Begin

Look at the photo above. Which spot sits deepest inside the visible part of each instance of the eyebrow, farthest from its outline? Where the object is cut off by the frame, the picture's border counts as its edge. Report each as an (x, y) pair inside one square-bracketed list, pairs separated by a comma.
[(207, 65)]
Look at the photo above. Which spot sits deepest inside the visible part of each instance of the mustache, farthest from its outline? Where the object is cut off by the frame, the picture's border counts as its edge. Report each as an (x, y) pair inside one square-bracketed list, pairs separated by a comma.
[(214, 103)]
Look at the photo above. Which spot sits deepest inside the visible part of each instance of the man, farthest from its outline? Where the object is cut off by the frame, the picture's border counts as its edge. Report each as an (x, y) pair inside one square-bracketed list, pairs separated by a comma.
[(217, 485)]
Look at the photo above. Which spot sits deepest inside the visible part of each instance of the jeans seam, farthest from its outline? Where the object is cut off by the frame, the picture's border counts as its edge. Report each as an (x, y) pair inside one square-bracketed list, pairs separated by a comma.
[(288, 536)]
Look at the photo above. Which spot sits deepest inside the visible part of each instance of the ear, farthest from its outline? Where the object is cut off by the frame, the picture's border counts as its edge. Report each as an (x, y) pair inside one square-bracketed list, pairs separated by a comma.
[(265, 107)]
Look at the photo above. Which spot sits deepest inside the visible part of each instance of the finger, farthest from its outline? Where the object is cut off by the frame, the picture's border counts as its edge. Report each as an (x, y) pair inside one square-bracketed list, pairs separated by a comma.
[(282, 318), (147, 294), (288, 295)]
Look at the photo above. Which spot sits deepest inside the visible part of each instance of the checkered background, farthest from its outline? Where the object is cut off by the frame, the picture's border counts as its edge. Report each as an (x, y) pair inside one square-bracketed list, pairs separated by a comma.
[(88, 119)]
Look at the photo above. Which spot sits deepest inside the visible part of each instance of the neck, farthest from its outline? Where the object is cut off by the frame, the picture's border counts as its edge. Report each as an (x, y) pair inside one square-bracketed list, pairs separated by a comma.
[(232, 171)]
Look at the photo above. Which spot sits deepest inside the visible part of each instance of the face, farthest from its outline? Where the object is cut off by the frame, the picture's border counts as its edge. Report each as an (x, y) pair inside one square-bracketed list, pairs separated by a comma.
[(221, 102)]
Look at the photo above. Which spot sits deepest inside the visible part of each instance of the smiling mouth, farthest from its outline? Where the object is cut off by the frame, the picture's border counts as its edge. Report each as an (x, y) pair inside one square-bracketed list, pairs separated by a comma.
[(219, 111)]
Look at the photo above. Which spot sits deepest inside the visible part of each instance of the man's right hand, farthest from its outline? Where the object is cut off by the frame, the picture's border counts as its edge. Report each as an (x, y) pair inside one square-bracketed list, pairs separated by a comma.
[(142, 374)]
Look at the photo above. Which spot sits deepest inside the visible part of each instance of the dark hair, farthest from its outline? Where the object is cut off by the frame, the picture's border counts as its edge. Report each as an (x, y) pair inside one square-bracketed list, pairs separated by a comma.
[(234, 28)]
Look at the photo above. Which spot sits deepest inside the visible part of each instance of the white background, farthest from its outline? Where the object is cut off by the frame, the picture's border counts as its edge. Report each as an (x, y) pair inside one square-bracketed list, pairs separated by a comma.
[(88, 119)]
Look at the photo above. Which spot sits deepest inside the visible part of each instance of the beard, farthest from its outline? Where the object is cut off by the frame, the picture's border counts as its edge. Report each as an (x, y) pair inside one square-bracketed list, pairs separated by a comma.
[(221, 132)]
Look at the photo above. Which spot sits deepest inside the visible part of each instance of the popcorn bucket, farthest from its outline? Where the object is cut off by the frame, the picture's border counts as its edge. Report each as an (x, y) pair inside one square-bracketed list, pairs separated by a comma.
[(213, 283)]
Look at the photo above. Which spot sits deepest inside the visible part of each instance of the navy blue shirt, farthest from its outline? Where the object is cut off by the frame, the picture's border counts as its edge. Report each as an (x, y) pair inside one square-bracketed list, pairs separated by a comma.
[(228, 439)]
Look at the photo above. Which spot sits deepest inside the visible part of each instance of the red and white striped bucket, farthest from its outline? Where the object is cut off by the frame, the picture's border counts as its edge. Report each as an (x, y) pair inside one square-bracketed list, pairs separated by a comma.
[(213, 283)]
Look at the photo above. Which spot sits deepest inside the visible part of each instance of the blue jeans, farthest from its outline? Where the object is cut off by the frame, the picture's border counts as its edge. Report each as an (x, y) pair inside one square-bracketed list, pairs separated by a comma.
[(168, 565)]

End

Transcribe every row above word for word, changing nothing.

Look at the photo above. Which spot sits deepest inside the visible part of each instance of the eyebrow, farthest from its outline? Where the object is cut off by the frame, the picture's border counts as its edge. Report each as an (x, y) pair inside one square-bracketed list, pairs separated by a comma.
[(207, 65)]
Look at the photo above. Which spot sits deepest inside the visible part of each instance of the mustache, farthest from its outline? Where the object is cut off by the frame, the picture's border counts as its edge. Report each as an (x, y) pair inside one square-bracketed list, pairs separated by a comma.
[(214, 103)]
Look at the photo above. Which spot sits deepest inside the visible part of each instance of the man, farthest from its outline? Where the object is cut off by the frame, the picture's border counts as its edge. Report each as an (x, y) pair inside one square-bracketed list, pairs separated by a comma.
[(217, 485)]
Look at the photo above. Which spot sits deepest inside the visible part of each instance of the jeans seam, farthest from its outline? Where the object is cut off by the frame, the picture's border counts as its edge. Report each as an (x, y) pair inside one square-bracketed list, pairs separated by a comma.
[(288, 536)]
Look at the photo above. Which spot sits deepest inside the visible part of each instance of the ear, farthest from its outline? Where the object is cut off by the frame, the picture's border counts as its edge. Report each as an (x, y) pair inside one square-bracketed list, pairs separated by a comma.
[(265, 107)]
Look at the photo above. Which spot sits deepest inside the visible part of each instance of the finger, farthest from its outline? Where the object is cut off by the frame, the picture's border counts as its edge. Report each as an (x, y) pair inside one square-bracketed list, pairs separated by a comma.
[(282, 318), (147, 294), (288, 295)]
Look at the photo above. Which spot sits deepest inside the visible part of each instance of the checkered background, farthest from its outline? Where the object is cut off by the frame, the picture's border counts as its edge. Report each as an (x, y) pair inside one square-bracketed list, pairs separated by a comma.
[(88, 119)]
Look at the photo above. Which spot sits deepest inside the visible part of each instance of the neck, farthest from its outline? Where the object is cut off by the frame, the picture's border counts as its edge. Report each as an (x, y) pair inside one square-bracketed list, pairs separated by a comma.
[(232, 171)]
Look at the photo above. Which spot sits deepest inside the visible part of each instance of the face, farthest from its outline? Where the object is cut off by the frame, the picture's border counts as its edge. Report each as an (x, y) pair inside one square-bracketed list, pairs separated by a comma.
[(221, 102)]
Look at the photo above. Which spot sits deepest inside the visible part of each instance of the smiling mouth, farthest from its outline? Where the object is cut off by the frame, the picture's border counts as its edge. Report each as an (x, y) pair inside one square-bracketed list, pairs separated by a comma.
[(219, 111)]
Look at the photo above. Which spot sits deepest inside the visible part of each instance of the man's right hand, farthest from its outline? Where the object is cut off by the frame, the picture's border counts as its edge. Report each as an (x, y) pair inside one square-bracketed list, pairs separated by a comma.
[(142, 374)]
Look at the photo above. Which spot sits deepest inside the visible part of each instance of the dark hair, farthest from its outline? Where the object is cut off by the frame, the picture's border counts as its edge. Report each as an (x, y) pair inside one square-bracketed list, pairs separated by a comma.
[(234, 28)]
Look at the photo above. Which spot sits deepest inside the visible part of each instance of the white background, farthest from its outline? Where the object is cut off by the frame, the picture's border counts as its edge. Report each as an (x, y) pair inside one square-bracketed list, pairs separated by a comma.
[(88, 119)]
Look at the photo above. Which spot sits deepest inside the visible part of each instance of the beard, farthest from its outline? Where the object is cut off by the frame, the picture's border counts as its edge. Report each as an (x, y) pair inside one square-bracketed list, pairs separated by a comma.
[(221, 132)]
Look at the photo above. Which spot sits deepest inside the visible part of each instance of the popcorn bucket, farthest from its outline? Where the object is cut off by the frame, the picture's border counts as its edge. Report each as an (x, y) pair inside one square-bracketed list, pairs separated by a comma.
[(213, 283)]
Look at the photo above. Which spot sits deepest inside the visible part of each instance of the navy blue shirt, farthest from its outline? Where the object is cut off by the frame, the picture's border counts as its edge. Report each as an (x, y) pair inside one square-bracketed list, pairs separated by a comma.
[(228, 439)]
Look at the photo above. Which spot sits deepest inside the visible part of each instance of the red and white striped bucket, farthest from its outline? Where the object is cut off by the frame, the picture's border counts as its edge. Report each as an (x, y) pair inside one square-bracketed list, pairs separated by a comma.
[(213, 283)]
Look at the photo above. Which spot sits deepest inside the visible part of each instance of the blue jeans, farthest from its outline? Where the object is cut off by the frame, the picture's border counts as its edge. Report each as an (x, y) pair inside one square-bracketed list, pairs separated by a comma.
[(168, 565)]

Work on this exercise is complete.